Referring expression pointing data
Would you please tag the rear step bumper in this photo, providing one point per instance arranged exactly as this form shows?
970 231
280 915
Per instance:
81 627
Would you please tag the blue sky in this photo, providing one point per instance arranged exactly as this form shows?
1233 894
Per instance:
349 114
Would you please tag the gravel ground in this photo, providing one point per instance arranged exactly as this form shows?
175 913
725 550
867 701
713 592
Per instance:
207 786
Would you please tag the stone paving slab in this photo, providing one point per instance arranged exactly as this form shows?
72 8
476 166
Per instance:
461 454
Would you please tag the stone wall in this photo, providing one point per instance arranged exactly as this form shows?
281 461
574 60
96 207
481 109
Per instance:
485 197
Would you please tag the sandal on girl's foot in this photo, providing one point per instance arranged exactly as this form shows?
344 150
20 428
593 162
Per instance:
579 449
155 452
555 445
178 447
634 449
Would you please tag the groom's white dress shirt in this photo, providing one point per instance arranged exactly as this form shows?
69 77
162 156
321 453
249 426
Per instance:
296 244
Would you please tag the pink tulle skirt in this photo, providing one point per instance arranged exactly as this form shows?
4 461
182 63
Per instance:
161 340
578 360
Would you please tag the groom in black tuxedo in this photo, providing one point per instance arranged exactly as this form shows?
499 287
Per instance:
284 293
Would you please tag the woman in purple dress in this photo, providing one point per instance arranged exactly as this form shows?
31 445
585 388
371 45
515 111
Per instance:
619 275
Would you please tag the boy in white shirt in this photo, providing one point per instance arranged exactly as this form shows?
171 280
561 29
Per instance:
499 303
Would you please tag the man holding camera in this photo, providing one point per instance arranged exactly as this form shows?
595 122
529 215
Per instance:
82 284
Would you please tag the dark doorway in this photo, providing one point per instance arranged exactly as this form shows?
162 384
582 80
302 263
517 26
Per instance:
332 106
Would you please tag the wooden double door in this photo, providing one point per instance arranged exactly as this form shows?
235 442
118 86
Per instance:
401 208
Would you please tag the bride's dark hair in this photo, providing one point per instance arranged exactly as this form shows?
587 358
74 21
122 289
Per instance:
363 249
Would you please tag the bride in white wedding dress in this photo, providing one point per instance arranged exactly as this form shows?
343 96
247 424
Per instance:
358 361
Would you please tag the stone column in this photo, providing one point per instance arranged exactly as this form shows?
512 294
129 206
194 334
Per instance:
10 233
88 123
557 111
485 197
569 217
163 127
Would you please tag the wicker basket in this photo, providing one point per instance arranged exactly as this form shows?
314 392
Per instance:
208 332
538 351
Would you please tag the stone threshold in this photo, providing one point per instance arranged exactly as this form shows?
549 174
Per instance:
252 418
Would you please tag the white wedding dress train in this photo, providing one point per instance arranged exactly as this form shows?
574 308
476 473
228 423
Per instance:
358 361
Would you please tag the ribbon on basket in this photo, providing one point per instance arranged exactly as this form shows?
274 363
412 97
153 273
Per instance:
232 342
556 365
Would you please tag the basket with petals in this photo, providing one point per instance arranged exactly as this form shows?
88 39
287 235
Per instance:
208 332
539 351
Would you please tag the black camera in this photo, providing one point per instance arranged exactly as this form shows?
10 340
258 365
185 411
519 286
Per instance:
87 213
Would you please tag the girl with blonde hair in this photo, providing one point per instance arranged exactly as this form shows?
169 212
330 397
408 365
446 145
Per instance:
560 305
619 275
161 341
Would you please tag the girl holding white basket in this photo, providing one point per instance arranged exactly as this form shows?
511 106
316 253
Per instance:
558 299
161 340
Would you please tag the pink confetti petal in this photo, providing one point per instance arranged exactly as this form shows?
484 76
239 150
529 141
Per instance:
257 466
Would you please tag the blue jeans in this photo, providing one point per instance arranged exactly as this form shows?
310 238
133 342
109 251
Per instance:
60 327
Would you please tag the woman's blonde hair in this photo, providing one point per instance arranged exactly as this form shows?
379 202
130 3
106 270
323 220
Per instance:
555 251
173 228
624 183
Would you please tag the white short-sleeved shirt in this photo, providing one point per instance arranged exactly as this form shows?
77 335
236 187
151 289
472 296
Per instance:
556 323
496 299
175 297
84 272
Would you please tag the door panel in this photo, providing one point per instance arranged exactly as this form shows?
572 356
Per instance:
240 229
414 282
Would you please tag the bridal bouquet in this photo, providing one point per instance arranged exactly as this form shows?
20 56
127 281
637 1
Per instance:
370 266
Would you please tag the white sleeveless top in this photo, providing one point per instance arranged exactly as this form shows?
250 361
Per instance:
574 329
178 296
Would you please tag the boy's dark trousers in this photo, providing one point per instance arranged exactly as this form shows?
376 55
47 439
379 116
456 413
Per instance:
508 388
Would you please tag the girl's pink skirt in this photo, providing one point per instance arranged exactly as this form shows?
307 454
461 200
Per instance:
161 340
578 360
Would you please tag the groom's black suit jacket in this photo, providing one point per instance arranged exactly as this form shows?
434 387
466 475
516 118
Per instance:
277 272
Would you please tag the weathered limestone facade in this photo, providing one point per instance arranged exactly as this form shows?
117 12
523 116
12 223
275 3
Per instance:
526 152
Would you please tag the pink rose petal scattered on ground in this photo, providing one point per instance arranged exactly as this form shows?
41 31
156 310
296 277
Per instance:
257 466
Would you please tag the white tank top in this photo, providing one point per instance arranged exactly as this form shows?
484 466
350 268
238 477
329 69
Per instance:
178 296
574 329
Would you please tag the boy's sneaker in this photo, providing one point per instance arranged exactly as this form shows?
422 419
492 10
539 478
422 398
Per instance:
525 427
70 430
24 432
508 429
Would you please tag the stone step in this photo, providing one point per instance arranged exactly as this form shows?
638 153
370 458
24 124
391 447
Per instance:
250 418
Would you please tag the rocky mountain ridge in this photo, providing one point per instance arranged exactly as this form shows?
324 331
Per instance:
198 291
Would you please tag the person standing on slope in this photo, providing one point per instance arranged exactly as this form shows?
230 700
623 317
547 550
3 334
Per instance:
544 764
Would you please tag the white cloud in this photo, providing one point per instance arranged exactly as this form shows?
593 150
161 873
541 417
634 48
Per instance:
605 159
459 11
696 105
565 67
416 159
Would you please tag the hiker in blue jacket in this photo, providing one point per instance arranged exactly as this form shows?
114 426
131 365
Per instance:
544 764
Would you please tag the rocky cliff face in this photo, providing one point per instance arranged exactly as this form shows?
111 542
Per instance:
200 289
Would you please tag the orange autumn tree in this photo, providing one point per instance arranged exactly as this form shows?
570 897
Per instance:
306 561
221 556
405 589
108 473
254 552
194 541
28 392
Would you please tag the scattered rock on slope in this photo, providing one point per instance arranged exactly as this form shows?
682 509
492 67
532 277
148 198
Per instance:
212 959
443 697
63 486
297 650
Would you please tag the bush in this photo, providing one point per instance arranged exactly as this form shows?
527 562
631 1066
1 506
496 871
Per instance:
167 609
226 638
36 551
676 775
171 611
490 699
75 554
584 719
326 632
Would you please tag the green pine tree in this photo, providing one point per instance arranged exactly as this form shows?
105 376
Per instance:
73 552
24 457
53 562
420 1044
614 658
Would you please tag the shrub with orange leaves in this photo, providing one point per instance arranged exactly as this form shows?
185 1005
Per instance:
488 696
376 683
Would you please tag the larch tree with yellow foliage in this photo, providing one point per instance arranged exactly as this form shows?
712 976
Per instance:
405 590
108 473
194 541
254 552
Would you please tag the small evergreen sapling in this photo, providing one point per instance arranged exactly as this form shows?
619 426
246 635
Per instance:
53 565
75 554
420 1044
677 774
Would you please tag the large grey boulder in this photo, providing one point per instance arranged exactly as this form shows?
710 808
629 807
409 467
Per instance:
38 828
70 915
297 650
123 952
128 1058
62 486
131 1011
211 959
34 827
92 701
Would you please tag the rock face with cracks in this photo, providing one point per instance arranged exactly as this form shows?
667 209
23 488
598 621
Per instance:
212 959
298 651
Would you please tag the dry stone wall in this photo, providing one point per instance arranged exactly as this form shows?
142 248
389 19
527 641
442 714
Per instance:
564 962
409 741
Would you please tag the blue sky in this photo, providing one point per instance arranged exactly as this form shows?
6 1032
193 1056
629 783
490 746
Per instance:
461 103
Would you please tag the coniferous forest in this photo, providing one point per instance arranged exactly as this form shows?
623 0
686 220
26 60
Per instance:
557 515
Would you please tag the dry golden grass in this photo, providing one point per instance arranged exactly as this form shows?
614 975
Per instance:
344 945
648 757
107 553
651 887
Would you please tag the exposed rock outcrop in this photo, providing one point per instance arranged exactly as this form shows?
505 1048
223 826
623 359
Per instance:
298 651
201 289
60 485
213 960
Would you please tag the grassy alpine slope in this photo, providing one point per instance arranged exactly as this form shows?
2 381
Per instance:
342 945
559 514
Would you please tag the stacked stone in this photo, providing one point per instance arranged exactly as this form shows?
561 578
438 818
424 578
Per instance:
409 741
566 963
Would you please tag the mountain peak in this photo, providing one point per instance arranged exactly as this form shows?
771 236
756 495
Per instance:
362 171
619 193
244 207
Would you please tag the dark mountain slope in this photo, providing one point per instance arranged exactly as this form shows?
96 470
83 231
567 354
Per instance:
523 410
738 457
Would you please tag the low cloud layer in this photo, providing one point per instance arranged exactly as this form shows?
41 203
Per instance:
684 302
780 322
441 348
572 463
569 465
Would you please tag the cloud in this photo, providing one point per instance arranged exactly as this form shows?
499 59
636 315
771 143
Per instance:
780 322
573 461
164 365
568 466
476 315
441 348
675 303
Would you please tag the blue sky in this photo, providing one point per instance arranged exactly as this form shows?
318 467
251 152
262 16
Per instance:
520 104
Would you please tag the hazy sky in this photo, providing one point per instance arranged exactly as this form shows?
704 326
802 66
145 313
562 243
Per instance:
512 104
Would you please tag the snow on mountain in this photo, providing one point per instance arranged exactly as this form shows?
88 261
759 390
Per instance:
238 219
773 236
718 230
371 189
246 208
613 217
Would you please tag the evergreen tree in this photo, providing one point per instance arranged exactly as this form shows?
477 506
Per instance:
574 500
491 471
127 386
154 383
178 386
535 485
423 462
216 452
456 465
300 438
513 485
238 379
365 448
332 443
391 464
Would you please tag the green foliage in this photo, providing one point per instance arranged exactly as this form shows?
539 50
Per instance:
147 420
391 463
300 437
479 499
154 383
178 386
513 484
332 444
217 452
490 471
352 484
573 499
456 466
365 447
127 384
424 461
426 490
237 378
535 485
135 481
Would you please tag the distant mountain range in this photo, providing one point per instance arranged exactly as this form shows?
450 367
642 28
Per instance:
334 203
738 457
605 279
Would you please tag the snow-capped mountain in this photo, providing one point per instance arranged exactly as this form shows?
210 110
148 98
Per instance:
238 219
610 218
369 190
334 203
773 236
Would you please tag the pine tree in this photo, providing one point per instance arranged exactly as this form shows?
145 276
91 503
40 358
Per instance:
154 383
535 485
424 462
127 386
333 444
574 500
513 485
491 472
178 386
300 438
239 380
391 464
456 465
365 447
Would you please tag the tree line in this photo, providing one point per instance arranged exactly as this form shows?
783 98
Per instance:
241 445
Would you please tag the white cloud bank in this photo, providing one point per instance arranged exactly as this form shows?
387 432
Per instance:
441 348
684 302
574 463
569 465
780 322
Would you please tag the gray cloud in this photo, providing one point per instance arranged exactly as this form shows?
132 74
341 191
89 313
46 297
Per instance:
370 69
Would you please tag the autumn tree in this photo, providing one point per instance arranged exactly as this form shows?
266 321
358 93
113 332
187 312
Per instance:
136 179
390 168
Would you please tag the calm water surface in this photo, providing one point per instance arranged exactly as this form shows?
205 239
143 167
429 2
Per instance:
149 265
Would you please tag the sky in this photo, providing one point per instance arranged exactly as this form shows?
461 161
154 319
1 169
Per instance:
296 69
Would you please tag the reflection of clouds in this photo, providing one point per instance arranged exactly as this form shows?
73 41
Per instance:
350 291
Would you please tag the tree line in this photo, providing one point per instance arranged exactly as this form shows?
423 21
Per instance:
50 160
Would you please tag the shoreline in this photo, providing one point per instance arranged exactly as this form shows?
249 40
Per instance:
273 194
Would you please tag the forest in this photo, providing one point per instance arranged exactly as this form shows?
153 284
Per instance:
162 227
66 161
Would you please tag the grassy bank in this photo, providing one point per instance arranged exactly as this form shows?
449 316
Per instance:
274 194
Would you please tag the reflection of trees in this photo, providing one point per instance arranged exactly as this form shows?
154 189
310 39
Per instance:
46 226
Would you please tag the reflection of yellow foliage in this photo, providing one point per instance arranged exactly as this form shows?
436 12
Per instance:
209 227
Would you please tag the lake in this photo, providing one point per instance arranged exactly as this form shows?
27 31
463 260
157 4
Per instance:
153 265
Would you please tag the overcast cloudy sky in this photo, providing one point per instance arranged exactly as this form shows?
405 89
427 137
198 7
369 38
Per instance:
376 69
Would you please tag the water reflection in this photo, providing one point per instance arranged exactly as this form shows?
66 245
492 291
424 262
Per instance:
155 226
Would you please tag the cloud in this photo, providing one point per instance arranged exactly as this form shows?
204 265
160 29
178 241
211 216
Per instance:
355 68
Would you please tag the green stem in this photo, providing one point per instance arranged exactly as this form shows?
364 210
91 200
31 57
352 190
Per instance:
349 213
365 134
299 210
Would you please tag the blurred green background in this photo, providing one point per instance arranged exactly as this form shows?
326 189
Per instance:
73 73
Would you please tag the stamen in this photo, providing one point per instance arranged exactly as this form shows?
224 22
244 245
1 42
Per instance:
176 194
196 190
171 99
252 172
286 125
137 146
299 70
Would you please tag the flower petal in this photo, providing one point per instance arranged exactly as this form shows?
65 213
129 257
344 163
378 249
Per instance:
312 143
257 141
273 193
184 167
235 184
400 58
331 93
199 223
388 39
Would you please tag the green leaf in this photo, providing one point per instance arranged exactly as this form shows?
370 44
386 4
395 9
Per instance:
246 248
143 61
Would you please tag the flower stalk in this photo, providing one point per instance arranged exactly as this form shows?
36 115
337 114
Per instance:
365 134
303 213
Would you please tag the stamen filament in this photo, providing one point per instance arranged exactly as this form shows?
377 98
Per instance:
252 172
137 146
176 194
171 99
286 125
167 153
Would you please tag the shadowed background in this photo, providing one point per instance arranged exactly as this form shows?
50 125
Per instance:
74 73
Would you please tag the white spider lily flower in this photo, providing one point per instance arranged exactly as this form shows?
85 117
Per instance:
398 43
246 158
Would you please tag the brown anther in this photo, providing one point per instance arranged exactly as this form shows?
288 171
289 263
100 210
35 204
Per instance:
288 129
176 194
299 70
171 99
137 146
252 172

YOUR OBJECTIVE =>
Where a line of the records contains the word "grassy", copy that line.

ANSWER FOR THIS EXERCISE =>
Would you please tag the grassy alpine slope in this photo, providing one point per instance arranged exactly as this form shows?
Would you please tag the grassy bank in this photo, providing one point per instance arranged exactly as this form shows?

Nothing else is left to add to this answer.